### Given request
Could the lines from the one with "Pin every instance of the stadium light" through the end of the listing be restated exactly, with nothing else included?

### Task material
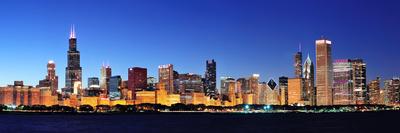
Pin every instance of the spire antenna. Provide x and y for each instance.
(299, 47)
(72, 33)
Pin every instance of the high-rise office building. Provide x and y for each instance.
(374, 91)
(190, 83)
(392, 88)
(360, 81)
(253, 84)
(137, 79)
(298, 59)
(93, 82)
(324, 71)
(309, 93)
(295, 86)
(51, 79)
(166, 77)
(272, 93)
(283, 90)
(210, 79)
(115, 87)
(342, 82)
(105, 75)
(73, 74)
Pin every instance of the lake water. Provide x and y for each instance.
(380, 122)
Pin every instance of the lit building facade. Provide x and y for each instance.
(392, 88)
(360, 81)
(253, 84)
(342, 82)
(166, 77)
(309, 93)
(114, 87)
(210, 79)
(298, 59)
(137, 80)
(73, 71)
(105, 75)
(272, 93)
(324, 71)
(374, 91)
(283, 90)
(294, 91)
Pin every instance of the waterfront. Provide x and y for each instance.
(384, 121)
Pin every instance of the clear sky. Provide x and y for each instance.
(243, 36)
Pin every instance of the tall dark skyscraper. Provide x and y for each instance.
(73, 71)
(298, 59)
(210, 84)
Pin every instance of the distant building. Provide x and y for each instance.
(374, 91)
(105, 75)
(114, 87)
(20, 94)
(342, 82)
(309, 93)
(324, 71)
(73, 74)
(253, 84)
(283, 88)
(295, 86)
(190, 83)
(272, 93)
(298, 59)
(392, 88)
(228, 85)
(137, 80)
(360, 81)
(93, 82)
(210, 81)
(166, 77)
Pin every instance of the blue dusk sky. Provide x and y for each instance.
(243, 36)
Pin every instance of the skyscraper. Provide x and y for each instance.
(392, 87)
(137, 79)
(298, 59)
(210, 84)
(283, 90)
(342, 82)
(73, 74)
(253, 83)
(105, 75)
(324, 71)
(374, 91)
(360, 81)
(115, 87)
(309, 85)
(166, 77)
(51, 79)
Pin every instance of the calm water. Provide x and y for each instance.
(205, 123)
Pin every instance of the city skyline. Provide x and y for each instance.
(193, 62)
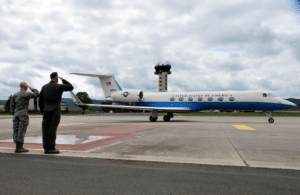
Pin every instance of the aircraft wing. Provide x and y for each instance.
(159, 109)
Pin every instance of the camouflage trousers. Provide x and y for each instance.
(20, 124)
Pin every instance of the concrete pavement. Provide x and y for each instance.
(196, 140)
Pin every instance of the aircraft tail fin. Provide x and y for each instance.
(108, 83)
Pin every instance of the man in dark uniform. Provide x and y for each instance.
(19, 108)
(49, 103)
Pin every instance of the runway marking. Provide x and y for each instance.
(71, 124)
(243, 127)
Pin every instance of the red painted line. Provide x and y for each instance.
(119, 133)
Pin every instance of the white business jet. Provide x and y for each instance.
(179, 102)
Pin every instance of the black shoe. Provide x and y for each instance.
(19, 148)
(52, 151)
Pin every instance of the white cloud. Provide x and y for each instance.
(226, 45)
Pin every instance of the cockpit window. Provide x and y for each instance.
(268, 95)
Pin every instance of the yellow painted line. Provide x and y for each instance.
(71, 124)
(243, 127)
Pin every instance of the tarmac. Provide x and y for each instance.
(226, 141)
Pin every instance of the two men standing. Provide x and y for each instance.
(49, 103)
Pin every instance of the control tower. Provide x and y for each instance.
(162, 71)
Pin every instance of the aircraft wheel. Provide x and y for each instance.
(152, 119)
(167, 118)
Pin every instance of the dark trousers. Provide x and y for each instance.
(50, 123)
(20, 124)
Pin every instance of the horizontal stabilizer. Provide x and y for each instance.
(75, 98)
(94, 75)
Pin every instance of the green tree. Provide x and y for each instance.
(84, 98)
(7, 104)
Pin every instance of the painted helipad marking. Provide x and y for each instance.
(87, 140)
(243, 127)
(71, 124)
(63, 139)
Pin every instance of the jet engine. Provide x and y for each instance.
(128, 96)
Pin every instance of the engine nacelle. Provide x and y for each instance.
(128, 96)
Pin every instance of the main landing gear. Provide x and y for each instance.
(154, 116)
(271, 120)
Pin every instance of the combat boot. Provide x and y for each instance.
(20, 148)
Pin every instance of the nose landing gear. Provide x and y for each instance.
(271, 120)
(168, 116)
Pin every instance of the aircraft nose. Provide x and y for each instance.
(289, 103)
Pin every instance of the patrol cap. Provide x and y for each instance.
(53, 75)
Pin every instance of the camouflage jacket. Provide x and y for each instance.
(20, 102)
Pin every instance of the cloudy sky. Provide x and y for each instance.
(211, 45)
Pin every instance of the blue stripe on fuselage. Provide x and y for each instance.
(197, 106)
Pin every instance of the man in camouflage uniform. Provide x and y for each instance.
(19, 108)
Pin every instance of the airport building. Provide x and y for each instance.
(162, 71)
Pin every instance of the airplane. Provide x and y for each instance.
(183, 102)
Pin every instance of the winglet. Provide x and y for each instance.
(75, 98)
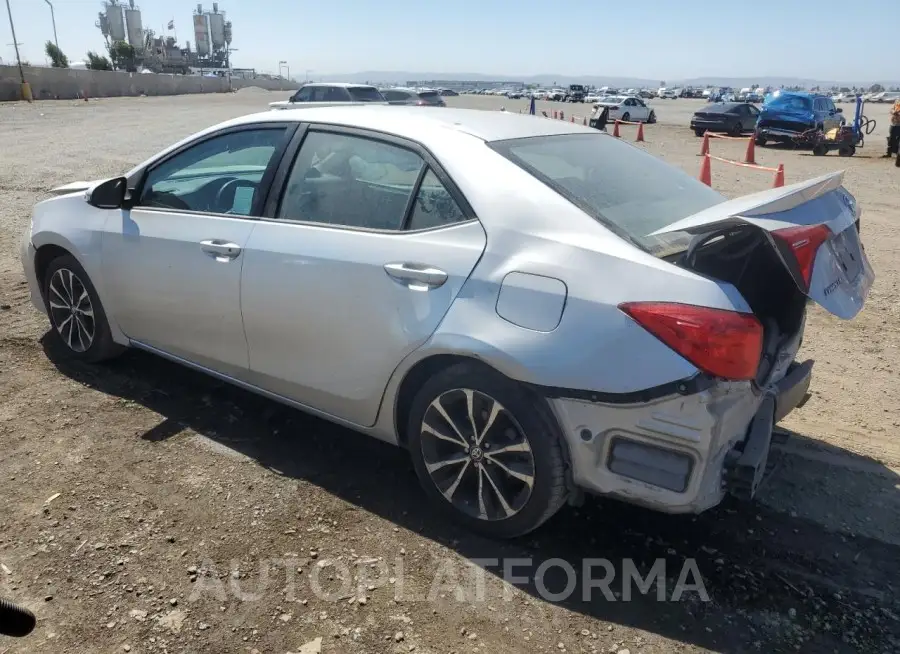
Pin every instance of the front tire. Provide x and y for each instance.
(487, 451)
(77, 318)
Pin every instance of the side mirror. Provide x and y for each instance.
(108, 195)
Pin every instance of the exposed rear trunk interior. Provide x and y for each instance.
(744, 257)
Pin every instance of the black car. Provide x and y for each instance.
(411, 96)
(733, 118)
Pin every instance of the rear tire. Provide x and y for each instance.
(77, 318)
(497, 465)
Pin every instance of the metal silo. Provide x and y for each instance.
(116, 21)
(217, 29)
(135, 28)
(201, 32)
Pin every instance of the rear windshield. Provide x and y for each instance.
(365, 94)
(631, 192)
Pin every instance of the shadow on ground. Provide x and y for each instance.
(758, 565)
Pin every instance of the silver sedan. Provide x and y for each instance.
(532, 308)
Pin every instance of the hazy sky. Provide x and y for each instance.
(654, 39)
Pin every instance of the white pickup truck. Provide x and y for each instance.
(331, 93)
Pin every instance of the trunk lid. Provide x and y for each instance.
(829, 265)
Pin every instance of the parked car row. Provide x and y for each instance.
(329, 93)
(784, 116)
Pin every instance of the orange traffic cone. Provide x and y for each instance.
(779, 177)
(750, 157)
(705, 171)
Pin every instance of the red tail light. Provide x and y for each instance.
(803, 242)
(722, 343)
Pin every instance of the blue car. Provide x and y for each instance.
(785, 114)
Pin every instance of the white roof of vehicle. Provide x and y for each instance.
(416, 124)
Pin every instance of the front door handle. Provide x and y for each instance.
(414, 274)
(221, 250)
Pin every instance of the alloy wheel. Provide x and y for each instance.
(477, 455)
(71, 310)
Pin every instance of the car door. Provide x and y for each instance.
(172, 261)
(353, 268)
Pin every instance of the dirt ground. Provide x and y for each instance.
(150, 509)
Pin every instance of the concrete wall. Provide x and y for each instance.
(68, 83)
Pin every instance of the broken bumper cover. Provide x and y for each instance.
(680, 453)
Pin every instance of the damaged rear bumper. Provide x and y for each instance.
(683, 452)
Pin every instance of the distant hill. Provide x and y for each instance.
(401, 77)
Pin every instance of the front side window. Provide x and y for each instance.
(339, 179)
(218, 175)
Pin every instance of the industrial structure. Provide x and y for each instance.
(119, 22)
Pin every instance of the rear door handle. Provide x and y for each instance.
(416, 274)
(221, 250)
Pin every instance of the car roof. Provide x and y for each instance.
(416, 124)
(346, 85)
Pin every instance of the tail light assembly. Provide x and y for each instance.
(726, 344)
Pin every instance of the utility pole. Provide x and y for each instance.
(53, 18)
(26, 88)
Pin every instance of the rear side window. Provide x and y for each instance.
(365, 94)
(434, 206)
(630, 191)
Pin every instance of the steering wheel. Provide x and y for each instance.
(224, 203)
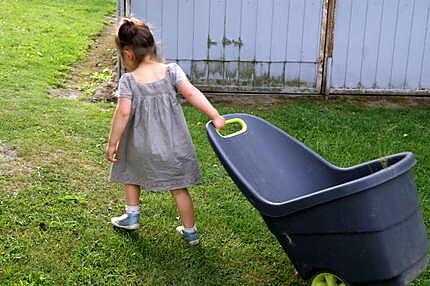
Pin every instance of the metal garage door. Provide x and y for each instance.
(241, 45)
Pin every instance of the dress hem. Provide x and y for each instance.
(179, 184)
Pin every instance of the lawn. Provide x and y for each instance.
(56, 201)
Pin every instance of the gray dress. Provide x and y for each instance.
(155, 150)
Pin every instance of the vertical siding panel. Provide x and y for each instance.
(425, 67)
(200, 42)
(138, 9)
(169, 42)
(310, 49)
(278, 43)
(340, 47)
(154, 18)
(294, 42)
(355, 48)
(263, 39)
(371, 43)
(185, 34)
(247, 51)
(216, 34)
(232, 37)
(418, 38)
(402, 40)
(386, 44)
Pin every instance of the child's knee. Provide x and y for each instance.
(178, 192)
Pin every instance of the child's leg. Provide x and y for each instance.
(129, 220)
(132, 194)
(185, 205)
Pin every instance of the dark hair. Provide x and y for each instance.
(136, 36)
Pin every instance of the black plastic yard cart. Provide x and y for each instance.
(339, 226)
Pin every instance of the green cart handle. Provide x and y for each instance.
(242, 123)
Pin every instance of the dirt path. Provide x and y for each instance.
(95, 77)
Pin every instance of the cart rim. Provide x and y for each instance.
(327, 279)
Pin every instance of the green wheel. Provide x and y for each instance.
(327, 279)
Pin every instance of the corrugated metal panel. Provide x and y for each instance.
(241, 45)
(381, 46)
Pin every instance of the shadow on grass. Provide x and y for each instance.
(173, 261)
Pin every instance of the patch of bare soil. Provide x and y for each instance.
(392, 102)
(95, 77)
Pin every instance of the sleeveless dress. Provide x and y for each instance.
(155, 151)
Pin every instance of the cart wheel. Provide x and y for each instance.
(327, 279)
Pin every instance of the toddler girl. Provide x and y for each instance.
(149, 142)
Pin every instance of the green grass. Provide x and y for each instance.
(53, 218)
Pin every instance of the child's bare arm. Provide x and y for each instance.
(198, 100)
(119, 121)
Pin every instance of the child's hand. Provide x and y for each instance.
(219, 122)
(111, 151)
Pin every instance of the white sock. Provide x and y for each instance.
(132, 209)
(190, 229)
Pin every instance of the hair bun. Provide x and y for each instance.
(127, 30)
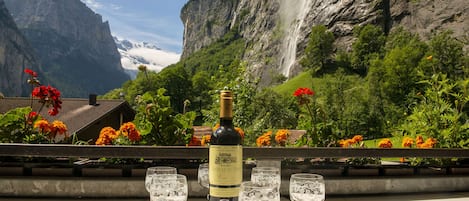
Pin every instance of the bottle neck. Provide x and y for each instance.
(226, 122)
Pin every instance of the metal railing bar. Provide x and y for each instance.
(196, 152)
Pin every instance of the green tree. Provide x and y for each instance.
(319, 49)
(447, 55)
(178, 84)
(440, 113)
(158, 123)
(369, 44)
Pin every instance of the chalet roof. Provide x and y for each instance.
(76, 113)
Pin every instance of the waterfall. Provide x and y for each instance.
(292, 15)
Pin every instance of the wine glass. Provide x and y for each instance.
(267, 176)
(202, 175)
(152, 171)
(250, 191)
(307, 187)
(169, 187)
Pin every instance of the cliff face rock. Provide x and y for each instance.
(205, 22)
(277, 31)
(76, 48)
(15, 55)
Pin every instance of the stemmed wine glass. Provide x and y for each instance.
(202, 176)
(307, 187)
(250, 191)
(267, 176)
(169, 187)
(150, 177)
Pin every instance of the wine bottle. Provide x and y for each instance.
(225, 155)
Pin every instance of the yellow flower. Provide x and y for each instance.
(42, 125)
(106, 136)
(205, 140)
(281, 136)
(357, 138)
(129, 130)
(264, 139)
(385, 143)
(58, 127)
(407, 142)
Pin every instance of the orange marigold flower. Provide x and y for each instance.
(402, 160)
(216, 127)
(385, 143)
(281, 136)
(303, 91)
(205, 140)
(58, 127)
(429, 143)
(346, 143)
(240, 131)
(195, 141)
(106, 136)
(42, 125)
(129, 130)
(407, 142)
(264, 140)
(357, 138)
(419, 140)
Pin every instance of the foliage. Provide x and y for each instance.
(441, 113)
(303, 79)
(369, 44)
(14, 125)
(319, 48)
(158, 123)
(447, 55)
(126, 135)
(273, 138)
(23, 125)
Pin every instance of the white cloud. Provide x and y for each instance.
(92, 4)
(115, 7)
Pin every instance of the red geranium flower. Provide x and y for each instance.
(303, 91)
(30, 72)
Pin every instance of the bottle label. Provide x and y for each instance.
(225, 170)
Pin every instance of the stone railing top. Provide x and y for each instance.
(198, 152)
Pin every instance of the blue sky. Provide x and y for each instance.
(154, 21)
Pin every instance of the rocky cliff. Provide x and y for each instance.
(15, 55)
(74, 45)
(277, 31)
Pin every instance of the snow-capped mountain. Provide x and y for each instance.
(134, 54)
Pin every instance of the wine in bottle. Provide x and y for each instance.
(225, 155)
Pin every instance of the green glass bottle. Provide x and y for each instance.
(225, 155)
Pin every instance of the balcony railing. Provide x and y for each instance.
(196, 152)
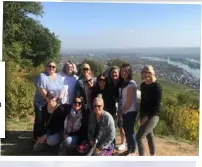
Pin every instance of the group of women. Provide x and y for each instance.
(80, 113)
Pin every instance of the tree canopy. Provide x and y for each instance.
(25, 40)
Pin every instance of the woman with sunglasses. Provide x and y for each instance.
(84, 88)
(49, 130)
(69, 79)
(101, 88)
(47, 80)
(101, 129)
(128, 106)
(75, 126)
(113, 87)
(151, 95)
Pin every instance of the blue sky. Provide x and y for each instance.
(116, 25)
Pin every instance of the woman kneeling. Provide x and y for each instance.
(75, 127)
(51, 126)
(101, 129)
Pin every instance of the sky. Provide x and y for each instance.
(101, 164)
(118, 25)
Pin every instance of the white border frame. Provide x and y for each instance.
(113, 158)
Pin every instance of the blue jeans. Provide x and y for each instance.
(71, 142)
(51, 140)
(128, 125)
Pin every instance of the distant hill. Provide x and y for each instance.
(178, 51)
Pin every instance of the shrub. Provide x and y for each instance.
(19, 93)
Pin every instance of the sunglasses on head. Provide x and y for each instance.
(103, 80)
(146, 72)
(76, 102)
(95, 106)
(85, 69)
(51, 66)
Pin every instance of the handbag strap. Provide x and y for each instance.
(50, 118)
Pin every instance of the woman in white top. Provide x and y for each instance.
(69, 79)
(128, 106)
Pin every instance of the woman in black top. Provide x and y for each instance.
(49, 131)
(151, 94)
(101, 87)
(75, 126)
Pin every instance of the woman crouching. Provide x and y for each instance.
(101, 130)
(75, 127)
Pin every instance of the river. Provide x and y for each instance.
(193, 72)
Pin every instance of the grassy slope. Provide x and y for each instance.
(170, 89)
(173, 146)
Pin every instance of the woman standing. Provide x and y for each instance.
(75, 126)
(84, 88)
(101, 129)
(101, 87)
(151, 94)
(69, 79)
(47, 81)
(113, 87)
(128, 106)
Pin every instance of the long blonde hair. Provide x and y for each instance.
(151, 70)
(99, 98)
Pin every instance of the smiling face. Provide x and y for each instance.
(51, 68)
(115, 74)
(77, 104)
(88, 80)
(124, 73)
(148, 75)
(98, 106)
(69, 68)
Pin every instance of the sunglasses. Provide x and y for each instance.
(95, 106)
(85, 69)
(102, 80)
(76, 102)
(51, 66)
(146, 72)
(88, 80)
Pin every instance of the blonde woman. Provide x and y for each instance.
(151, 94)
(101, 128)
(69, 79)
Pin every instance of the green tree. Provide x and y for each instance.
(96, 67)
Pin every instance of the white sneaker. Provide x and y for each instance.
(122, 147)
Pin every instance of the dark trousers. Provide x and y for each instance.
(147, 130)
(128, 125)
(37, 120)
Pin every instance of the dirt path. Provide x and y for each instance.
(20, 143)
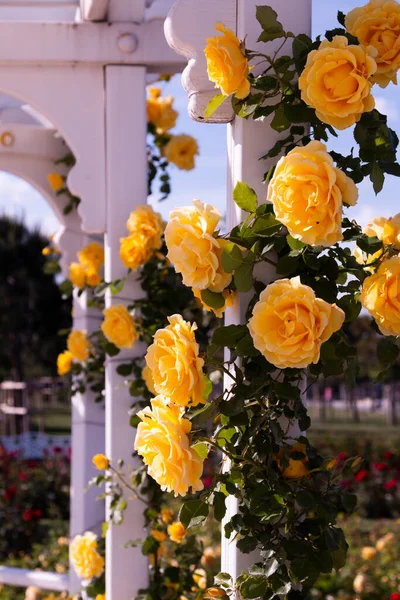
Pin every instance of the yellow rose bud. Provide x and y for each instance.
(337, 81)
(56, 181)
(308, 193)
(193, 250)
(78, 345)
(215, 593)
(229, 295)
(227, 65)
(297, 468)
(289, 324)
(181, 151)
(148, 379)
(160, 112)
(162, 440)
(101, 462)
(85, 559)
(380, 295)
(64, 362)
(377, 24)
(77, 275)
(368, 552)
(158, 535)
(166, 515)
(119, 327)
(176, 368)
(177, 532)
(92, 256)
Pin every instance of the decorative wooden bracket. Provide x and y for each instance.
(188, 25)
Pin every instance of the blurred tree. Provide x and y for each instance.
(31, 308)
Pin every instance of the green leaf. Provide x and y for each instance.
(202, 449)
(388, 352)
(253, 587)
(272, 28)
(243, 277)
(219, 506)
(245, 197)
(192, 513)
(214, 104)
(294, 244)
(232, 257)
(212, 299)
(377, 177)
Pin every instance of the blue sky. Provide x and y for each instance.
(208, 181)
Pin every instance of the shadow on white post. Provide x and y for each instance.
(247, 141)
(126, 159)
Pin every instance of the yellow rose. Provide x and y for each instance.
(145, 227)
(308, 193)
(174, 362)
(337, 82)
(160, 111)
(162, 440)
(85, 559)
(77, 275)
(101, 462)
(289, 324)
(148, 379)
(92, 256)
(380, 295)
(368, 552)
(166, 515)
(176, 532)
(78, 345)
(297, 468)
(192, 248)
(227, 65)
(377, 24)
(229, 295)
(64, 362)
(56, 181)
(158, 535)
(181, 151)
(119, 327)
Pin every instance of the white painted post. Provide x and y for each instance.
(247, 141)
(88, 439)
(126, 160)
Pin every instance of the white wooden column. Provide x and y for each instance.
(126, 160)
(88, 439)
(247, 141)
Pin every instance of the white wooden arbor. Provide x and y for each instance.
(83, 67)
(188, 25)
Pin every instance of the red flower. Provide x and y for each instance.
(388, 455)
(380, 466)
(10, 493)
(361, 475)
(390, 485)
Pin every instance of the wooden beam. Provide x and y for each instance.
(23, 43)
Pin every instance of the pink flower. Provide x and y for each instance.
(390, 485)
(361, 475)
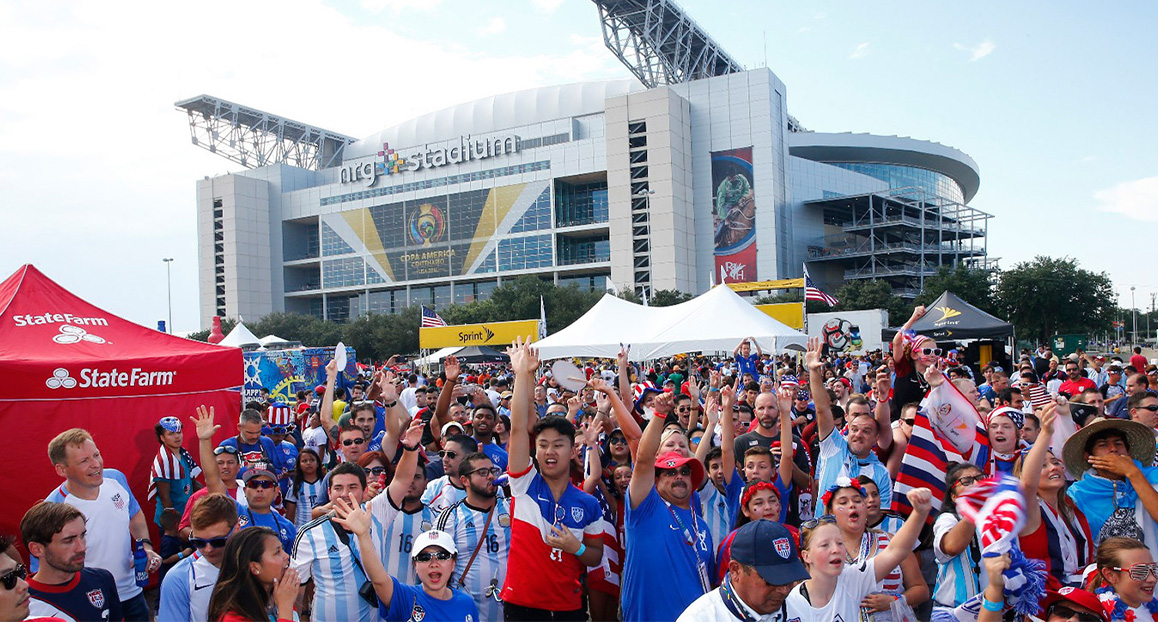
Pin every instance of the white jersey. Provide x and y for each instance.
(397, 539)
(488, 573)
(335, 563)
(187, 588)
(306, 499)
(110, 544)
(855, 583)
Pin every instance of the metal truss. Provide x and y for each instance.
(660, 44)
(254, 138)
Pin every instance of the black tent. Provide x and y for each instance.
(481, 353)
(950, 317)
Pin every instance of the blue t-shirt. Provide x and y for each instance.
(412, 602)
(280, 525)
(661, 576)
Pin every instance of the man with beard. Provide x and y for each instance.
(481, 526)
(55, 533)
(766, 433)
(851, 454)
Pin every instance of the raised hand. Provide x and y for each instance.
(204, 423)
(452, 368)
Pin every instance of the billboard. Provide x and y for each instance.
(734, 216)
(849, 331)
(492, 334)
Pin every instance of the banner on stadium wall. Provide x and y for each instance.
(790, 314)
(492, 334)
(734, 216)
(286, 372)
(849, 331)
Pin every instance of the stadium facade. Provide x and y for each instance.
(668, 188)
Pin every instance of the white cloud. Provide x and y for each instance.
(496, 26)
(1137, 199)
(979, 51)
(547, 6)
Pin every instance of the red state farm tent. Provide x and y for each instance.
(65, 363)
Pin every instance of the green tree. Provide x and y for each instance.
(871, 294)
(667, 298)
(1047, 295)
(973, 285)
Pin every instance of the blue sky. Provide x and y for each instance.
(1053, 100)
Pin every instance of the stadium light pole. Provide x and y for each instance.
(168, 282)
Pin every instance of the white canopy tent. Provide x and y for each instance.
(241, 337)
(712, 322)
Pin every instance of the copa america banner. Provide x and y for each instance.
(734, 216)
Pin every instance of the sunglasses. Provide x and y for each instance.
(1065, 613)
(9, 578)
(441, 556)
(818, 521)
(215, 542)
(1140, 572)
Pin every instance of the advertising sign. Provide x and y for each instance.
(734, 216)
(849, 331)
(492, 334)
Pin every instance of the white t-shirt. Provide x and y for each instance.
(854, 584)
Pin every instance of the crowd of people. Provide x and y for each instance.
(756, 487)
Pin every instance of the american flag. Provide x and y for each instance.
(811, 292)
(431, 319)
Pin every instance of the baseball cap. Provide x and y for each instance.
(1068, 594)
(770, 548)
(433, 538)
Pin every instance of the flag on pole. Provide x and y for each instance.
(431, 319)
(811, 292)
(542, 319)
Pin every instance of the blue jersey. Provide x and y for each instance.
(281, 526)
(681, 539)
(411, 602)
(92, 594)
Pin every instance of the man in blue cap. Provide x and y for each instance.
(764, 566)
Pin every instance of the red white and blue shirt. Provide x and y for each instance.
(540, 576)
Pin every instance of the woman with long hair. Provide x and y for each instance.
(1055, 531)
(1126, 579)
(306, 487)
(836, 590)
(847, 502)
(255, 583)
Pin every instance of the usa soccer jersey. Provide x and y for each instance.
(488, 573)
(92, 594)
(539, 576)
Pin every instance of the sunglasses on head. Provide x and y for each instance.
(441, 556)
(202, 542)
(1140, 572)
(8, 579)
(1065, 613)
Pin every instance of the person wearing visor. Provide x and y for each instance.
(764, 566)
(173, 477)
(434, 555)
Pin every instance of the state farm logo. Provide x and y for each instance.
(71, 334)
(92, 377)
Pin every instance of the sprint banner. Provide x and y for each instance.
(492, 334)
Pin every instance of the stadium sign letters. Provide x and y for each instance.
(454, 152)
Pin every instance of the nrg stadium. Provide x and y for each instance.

### Response to the exercise
Pin every instance of the stadium light pole. Provide x and y for each instance.
(168, 282)
Pin every instance of the white canopy tent. Provide x and y for each instance.
(241, 337)
(712, 322)
Pin every instance of the copa america banner. Provide x and y for each instance.
(734, 216)
Pin every instance of the sunglasses. Provide x and y for each instance.
(1065, 613)
(9, 578)
(441, 556)
(818, 521)
(215, 542)
(1140, 572)
Pin every instance of the advertising sign. Provide x and y for each instance.
(734, 216)
(849, 331)
(492, 334)
Pin every instance of the white t-shirt. Provide x and y for each instance.
(854, 584)
Pin every instance of the crowd of people. Provide x and y for each instance.
(756, 487)
Pin every instance of the american flag. Provide x and y for each instance.
(811, 292)
(431, 319)
Pin every instance of the baseball cap. Provide x and y for each instance.
(1068, 594)
(770, 548)
(433, 538)
Pin every instance of the flag on pole. Provide x and y for each instance.
(431, 319)
(811, 292)
(542, 319)
Pin every instance of the blue jersey. Provide x and y for each instance.
(281, 526)
(681, 539)
(411, 602)
(92, 594)
Pin every instance of the man in blue cap. Provide x and y for each instance.
(764, 566)
Pin every instance of the red white and blue shirt. Provide x and y for each instance.
(540, 576)
Pin every instance of the woman with long hair. Provide x and y for each instance.
(1055, 531)
(1126, 579)
(306, 487)
(836, 590)
(847, 502)
(255, 583)
Pin every instance of the usa soccer jersey. Provide x and y for each instance.
(488, 573)
(92, 594)
(539, 576)
Pin every instance of the sunglasses on head. Provide x and y for each instance.
(441, 556)
(202, 542)
(1140, 572)
(8, 579)
(1065, 613)
Pin every instance of the person wearing visor. Provide x and y for each instance.
(764, 566)
(173, 477)
(434, 555)
Pin every instance of the state farm logo. Provide x and y for each instance.
(71, 334)
(92, 377)
Pin every instance of the sprint banner. Provide x and y for each instance.
(492, 334)
Pin every instance of the stadium sign letters. Provide x and y for each instance.
(454, 152)
Pin every instance of the nrg stadium. Provide x and y for each instance.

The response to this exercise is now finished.